» Task data:

|---|

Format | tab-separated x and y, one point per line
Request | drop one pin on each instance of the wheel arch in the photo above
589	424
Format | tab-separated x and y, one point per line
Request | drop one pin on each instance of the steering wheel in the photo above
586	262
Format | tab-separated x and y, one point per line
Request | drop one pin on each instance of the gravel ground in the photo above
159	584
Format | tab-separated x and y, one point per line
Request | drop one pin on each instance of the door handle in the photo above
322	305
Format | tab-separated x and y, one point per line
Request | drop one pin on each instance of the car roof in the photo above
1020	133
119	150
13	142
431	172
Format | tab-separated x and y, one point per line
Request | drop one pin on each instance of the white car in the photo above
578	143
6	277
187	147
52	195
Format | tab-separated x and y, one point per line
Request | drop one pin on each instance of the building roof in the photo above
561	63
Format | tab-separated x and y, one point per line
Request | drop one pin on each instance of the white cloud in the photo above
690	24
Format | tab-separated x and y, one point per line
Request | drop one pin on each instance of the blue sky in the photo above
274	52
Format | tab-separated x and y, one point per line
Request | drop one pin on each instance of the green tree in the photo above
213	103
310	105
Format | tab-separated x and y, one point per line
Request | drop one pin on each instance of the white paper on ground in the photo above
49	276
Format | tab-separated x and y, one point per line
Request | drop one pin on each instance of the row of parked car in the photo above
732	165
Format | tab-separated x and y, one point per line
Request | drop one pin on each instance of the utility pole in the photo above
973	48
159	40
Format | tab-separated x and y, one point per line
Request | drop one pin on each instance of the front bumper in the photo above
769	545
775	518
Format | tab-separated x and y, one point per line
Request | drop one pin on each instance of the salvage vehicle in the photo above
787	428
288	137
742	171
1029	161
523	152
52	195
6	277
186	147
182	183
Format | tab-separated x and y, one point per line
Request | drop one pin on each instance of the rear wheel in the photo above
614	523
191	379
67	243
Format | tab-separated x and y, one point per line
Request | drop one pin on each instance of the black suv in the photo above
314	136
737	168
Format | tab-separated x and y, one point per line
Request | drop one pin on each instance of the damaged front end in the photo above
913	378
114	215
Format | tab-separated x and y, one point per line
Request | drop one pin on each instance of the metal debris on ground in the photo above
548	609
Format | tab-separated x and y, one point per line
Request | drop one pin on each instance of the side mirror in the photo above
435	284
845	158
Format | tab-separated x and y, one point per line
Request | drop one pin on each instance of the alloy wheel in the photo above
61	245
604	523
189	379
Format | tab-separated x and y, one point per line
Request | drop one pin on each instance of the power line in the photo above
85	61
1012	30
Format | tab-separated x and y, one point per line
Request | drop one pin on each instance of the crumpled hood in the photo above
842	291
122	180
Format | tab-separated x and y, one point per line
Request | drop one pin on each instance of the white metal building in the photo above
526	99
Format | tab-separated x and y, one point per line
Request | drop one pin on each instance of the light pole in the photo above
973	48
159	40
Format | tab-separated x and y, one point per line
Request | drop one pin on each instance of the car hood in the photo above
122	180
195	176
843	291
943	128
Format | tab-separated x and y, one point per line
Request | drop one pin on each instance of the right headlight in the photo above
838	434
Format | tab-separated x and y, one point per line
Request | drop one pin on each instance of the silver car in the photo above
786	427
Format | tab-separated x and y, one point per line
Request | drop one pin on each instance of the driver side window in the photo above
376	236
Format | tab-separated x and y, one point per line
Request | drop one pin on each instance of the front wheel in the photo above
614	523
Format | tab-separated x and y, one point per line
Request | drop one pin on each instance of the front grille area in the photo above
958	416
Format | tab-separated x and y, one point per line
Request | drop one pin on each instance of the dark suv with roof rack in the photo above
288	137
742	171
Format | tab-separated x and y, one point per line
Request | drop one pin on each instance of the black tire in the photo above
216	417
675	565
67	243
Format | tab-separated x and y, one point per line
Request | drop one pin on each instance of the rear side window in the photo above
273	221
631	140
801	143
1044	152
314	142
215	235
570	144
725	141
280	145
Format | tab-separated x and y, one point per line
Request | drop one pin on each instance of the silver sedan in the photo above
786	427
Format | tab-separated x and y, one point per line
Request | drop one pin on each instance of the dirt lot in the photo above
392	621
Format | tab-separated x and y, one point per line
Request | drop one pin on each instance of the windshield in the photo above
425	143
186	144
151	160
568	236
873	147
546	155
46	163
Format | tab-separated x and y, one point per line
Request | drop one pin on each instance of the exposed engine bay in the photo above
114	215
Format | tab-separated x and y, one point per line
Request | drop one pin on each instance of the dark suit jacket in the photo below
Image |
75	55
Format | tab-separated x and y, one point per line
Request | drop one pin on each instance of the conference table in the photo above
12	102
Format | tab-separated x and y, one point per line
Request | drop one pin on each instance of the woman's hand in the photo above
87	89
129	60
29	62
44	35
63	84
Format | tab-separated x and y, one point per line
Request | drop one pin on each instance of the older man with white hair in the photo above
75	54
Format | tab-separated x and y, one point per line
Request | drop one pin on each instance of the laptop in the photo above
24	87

|---|

» Problem to solve:
Write down the full listing again, exactly.

» Answer to the problem:
Format | tab-separated x and y, one point per line
Request | drop one pin on each instance of the wheel arch in the photo above
589	424
Format | tab-separated x and y, one point per line
Request | drop one pin on each instance of the steering wheel in the photo above
586	262
Format | tab-separated x and y, one point per line
Request | drop one pin on each instance of the gravel ground in the photo above
159	584
Format | tab-separated x and y, one point per line
Request | drop one pin on each instance of the door handle in the photo above
322	305
Format | tab-separated x and y, one point per line
Request | drop one pin on each instance of the car roof in the photo above
1020	133
119	150
13	142
431	172
Format | tab-separated x and y, one point per line
Request | drop one pin on each instance of the white car in the photo above
578	143
6	277
187	147
52	195
Format | tab-separated x and y, one point per line
Request | drop one pin on each instance of the building roof in the photo above
561	63
Format | tab-separated x and y, one point per line
Request | drop one pin on each instance of the white cloud in the photo above
690	24
Format | tab-separated x and y, one point per line
Request | drop one pin on each instance of the blue sky in the photo above
274	52
Format | tab-separated x and y, one point per line
Request | drop one pin on each instance of the green tree in the photo above
213	103
310	105
Format | tab-separated x and y, one point per line
Request | drop one pin on each instance of the white paper on ground in the photo above
49	276
Format | tab-separated x and y, one point per line
Request | drop one pin on each instance of the row of parked car in the photo above
732	165
Format | tab-separated x and y, one point per line
Request | drop one pin on each instance of the utility pole in the photo above
973	48
159	40
Format | tab-separated x and y, one point per line
Request | drop one pin on each instance of the front bumper in the photo above
769	545
775	518
Format | tab-separated x and y, one point per line
Request | drop one pin on each instance of the salvage vehicle in the photo above
787	428
288	137
742	171
1029	161
523	152
52	195
6	277
186	147
182	183
Format | tab-separated x and y, one point per line
Request | drop one pin on each instance of the rear wheel in the photo above
614	523
191	379
67	243
Format | tab-separated x and y, one point per line
Request | drop one pin on each instance of the black suv in the photo above
314	136
737	168
Format | tab-separated x and y, one point per line
Request | drop one pin on each instance of the damaged front end in the photo above
913	378
114	215
Format | tab-separated x and y, one point per line
Request | drop one pin on each instance of the metal debris on ground in the photo above
548	609
Format | tab-separated x and y, one point per line
Request | drop one pin on each instance of the side mirror in the photo above
435	284
845	158
Format | tab-separated x and y, one point per line
Request | drop one pin on each instance of the alloy wheel in the photo above
61	245
604	523
189	379
Format | tab-separated x and y, one point per line
Request | drop one pin on each instance of the power line in the photo above
85	61
1012	30
Format | tab-separated x and y, one point per line
Request | drop one pin on each instance of the crumpled hood in the photo above
842	291
122	180
Format | tab-separated x and y, one point per line
Request | drop one pin on each instance of the white metal building in the photo above
526	99
Format | tab-separated x and y, one point per line
Request | drop one pin on each instance of the light pole in the photo above
973	48
159	40
Format | tab-separated x and y, one point per line
Request | drop one pin on each instance of the car hood in the photo above
122	180
195	176
843	291
943	128
Format | tab-separated x and y, one point per line
Request | drop one pin on each instance of the right headlight in the photo above
838	434
Format | tab-separated x and y, one point per line
Request | drop one pin on each instance of the silver car in the photo above
786	427
Format | tab-separated x and y, one point per line
Request | drop one pin on each instance of the driver side window in the photo above
376	236
Format | tab-separated x and y, one point per line
Request | drop one pin on each instance of the front wheel in the photo above
614	523
Format | tab-separated x and y, one point per line
Request | drop one pin on each instance of the front grille area in the photo above
958	416
Format | tab-separated x and y, one point per line
Request | drop one pin on each instance of the dark suv with roof rack in the photo above
288	137
742	171
Format | tab-separated x and y, one point per line
Request | drop one pin on each instance of the black tire in the photo above
216	417
675	565
67	243
Format | tab-separated x and y, one point per line
Request | drop one pin on each instance of the rear side window in the photo above
273	221
631	140
801	143
1044	152
314	142
215	235
570	144
725	141
280	145
Format | tab-separated x and y, one point per line
Request | drop one pin on each instance of the silver sedan in the photo above
786	427
Format | tab-separated x and y, one point per line
Request | drop one pin on each instance of the dirt lot in the photo above
392	621
Format | tab-separated x and y, one point per line
Request | drop one pin on each instance of the windshield in the photo above
425	143
186	144
151	160
568	236
873	147
546	155
46	163
Format | tab-separated x and y, one point per line
Request | drop one pin on each instance of the exposed engine bay in the photo above
114	215
Format | tab-separated x and y, one point per line
Request | drop one pin on each instance of the dark suit jacket in the photo below
Image |
75	55
Format | tab-separated x and y, one point per line
Request | drop one pin on each instance of the conference table in the photo above
12	102
Format | tab-separated x and y, one point per line
Request | drop one pin on each instance of the woman's hand in the photo above
87	89
129	60
29	62
44	35
63	84
Format | tab-separated x and y, one point per line
Request | drop one pin on each instance of the older man with white hair in the photo above
75	54
Format | tab-separated x and y, one point per line
Request | drop one pin on each instance of the laptop in the photo above
24	87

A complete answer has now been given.